Extracted text:
— START —
Brueggemann’s reintroduction in the revised edition of this book is worth the price of it because “the wilderness” is where we spend so much time in our journey to the common good. We live between what should not be and what should. We must learn to survive in the wilderness.
In the reintroduction, Brueggemann describes it as the place where key things occur, but always in the face of formidable challenges which he names today as vulnerability, dislocation, anger, and fear.
The wilderness is a movement “from” these things “to” resiliance, identity, gratitude, and love. The wilderness is the crucible where leaden dross is turned into living faith. It is a firey experience–one that cannot occur without risk-taking and courage. Brueggemann sees three wilderness analogies between Israel’s exodus (from/to) and ours today….
(1) The wilderness is where Pharoah (“the system”) no longer controls us. But this means we have to find the means to order our life together. It is easier to be dominated from without than directed from within. All slaves have to do is follow orders; an emancipated people must determine what their marching orders are supposed to be. Otherwise the exodus becomes a death march.
— END —
Dataset excerpt:
— START —
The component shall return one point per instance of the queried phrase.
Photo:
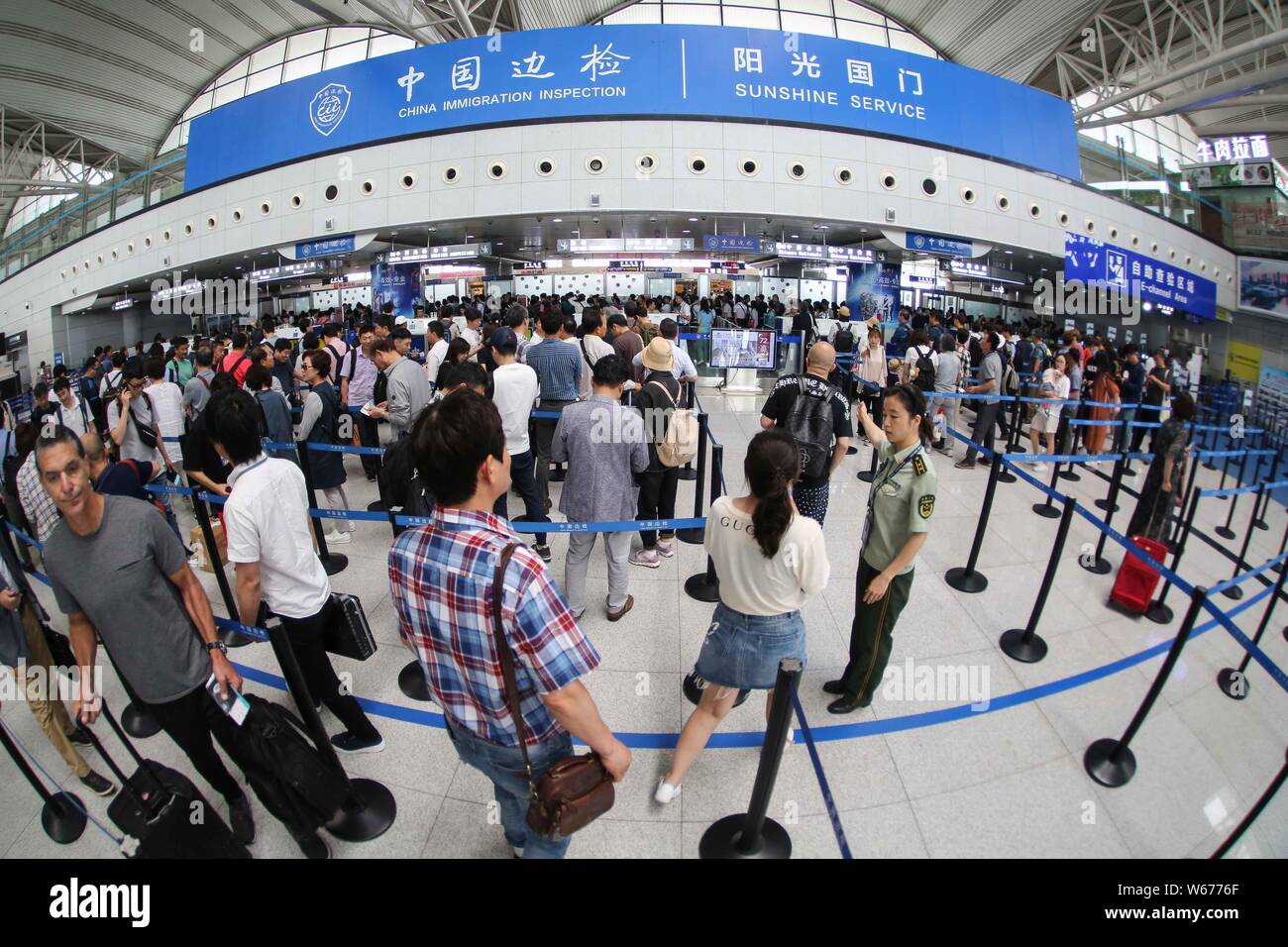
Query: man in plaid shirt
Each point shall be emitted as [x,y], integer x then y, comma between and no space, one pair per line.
— END —
Exercise set:
a. In the passage on Brueggemann's view of the wilderness, which four formidable challenges does he name today?
b. Carry on the passage on Brueggemann's view of the wilderness, picking up after its last sentence.

Answers in order:
a. Vulnerability, dislocation, anger, and fear.

b.
The journey toward the common good requires a communal discernment of what “the good” is, and a covenantal commitment to bring it to pass. Brueggemann describes it this way, “in the moment of emancipated bodies, the wilderness requires hard thinking and bold action for the sake of an alternative social apparatus.”
At the present time, we have no meta-narrative, no national ethos. We are in a wilderness of anarchy much more than one of collective alignment. The journey to the common good begins in the effort to discern and design a way forward.
(2) The wilderness is where we are no longer dependent upon imperial support systems, and we trust God to provide for us. The substsnce and timing of God’s provision is different from what the system gave, and it is easy to give up on God and head back to empire-defined life.
Here is where imagination is crucial. Brueggemann notes that “a failure of imagination might lead to a replication of the old forms of our common life that bring with them conventional practices of exploitation, predation, and abuse.”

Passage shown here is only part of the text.